KURZAUFTRAG 1
Welche Berichte lassen laut dem Text über Leitungswasser das Vertrauen in dieses Lebensmittel schwinden?

ZITIERTER AUSZUG
○ ○ ○ ○ ○

Wie gut ist das Leitungswasser in Deutschland?
von Lukas Koch
Der Verbraucher kann davon ausgehen, dass es sich bei Leitungswasser um ein gut kontrolliertes Lebensmittel handelt. Quelle: http://unsplash.com | Autor: Manki Kim
Berichte über zu hohe Nitratwerte, Keimbelastungen und gesundheitliche Gefahren durch veraltete Bleirohre lassen das Vertrauen in das angeblich bestkontrollierte Lebensmittel schwinden. Leitungswasser hat einen langen Weg hinter sich, bevor es bei uns aus dem Hahn kommt. Wo kommen die Schadstoffe her? Und wie viele landen tatsächlich bei uns im Glas?

○ ○ ○ ○ ○

VORLIEGENDE EINTRÄGE
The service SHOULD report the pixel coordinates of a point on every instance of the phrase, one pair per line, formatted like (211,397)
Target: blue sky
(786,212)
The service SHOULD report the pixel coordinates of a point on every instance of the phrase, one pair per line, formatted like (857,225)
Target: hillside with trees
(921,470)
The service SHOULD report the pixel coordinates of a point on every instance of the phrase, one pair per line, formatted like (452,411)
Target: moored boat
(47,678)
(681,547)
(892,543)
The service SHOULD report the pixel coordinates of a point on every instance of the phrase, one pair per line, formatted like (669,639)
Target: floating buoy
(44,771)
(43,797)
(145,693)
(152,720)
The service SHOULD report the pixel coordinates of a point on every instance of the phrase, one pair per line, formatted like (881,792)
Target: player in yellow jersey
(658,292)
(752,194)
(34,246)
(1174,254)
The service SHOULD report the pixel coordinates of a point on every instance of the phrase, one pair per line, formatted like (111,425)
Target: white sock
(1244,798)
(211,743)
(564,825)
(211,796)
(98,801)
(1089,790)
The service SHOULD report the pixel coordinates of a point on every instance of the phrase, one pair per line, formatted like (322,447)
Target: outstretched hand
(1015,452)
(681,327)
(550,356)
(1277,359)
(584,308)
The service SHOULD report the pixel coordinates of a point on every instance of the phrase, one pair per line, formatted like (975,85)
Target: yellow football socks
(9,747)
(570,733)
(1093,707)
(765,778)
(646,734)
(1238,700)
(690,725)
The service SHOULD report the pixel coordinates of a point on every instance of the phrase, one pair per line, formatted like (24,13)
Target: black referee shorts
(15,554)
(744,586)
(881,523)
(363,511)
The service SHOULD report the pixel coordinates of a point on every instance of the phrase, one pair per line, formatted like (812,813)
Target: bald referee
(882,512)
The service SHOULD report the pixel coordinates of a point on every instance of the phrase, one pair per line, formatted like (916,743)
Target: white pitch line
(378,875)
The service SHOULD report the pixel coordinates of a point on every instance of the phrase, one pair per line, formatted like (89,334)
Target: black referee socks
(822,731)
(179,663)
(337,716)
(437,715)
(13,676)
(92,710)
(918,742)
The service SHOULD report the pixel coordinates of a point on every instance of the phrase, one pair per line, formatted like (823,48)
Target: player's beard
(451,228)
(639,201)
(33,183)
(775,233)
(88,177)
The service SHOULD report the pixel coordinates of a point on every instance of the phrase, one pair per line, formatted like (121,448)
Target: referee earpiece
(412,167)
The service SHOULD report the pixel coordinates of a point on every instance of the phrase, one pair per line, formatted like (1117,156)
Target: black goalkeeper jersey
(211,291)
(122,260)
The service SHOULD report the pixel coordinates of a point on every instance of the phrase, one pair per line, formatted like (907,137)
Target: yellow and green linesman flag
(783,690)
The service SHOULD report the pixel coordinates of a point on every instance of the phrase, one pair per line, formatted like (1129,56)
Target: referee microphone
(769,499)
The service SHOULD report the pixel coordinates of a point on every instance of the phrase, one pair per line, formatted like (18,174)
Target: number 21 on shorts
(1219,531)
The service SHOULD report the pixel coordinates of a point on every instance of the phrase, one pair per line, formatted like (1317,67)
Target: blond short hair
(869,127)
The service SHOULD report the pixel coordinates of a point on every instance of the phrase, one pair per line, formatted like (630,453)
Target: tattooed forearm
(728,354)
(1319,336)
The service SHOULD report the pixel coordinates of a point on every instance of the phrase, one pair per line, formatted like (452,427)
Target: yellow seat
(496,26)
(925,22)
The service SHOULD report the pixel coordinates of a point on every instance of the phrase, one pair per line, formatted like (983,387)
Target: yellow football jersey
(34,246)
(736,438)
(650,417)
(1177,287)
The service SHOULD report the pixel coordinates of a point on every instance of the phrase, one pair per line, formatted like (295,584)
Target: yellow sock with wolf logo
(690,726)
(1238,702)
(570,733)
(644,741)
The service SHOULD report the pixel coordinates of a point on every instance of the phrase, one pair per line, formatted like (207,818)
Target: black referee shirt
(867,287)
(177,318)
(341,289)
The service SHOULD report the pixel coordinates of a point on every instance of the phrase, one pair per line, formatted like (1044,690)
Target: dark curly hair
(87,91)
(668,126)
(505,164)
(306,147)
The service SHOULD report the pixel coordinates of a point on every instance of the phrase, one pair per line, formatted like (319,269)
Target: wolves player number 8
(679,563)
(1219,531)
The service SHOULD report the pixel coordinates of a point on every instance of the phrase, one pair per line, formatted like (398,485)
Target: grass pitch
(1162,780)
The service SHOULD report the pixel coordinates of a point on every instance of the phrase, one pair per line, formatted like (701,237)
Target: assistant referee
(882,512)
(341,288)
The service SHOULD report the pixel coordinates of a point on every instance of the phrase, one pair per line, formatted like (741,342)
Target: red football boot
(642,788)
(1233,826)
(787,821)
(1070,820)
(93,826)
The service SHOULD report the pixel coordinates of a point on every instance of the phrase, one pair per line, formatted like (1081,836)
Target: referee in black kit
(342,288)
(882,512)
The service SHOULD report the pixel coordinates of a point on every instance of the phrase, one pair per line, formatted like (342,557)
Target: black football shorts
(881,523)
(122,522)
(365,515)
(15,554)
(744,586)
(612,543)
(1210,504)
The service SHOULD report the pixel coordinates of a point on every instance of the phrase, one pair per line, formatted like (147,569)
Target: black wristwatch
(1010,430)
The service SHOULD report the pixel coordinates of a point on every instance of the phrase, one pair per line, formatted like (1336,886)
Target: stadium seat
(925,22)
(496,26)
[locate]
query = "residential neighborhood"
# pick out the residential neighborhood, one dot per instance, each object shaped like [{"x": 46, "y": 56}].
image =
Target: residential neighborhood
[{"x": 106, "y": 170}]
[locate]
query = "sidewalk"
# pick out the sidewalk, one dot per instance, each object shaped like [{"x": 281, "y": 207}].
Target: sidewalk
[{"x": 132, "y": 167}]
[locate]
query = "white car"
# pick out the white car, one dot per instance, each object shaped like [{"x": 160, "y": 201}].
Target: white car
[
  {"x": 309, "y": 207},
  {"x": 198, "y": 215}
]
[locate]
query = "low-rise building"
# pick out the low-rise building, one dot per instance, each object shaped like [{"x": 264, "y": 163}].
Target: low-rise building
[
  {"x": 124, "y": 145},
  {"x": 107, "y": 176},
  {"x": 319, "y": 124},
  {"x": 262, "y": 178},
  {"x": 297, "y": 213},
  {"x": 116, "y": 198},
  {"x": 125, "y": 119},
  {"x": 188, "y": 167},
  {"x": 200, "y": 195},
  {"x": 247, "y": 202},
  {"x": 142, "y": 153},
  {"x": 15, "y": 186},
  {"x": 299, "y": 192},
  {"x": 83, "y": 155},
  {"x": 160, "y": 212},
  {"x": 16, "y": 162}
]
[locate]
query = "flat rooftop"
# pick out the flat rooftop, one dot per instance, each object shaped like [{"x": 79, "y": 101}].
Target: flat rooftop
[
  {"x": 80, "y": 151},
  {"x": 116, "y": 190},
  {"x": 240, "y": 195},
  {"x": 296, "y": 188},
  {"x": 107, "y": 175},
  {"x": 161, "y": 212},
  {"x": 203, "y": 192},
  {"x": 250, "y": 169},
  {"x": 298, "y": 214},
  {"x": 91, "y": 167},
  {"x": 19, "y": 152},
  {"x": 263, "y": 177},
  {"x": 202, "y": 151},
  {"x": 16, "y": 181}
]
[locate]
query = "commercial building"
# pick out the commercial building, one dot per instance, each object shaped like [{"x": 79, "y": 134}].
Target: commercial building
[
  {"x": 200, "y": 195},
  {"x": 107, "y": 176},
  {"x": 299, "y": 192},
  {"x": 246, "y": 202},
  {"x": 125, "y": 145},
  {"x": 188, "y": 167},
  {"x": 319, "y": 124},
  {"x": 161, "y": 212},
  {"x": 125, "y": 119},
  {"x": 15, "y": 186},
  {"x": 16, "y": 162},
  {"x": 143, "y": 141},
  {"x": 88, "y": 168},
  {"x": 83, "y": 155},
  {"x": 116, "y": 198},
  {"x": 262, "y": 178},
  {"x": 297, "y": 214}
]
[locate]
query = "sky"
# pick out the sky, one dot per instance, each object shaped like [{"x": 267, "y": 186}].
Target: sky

○ ○ ○ ○ ○

KURZAUFTRAG 2
Sammle bitte jede Zeile der Einträge, in der das Wort „seat“ vorkommt.

RICHTIGE AUSGABE 1
Berichte über zu hohe Nitratwerte, Keimbelastungen und gesundheitliche Gefahren durch veraltete Bleirohre.

RICHTIGE AUSGABE 2
Target: yellow seat
Target: stadium seat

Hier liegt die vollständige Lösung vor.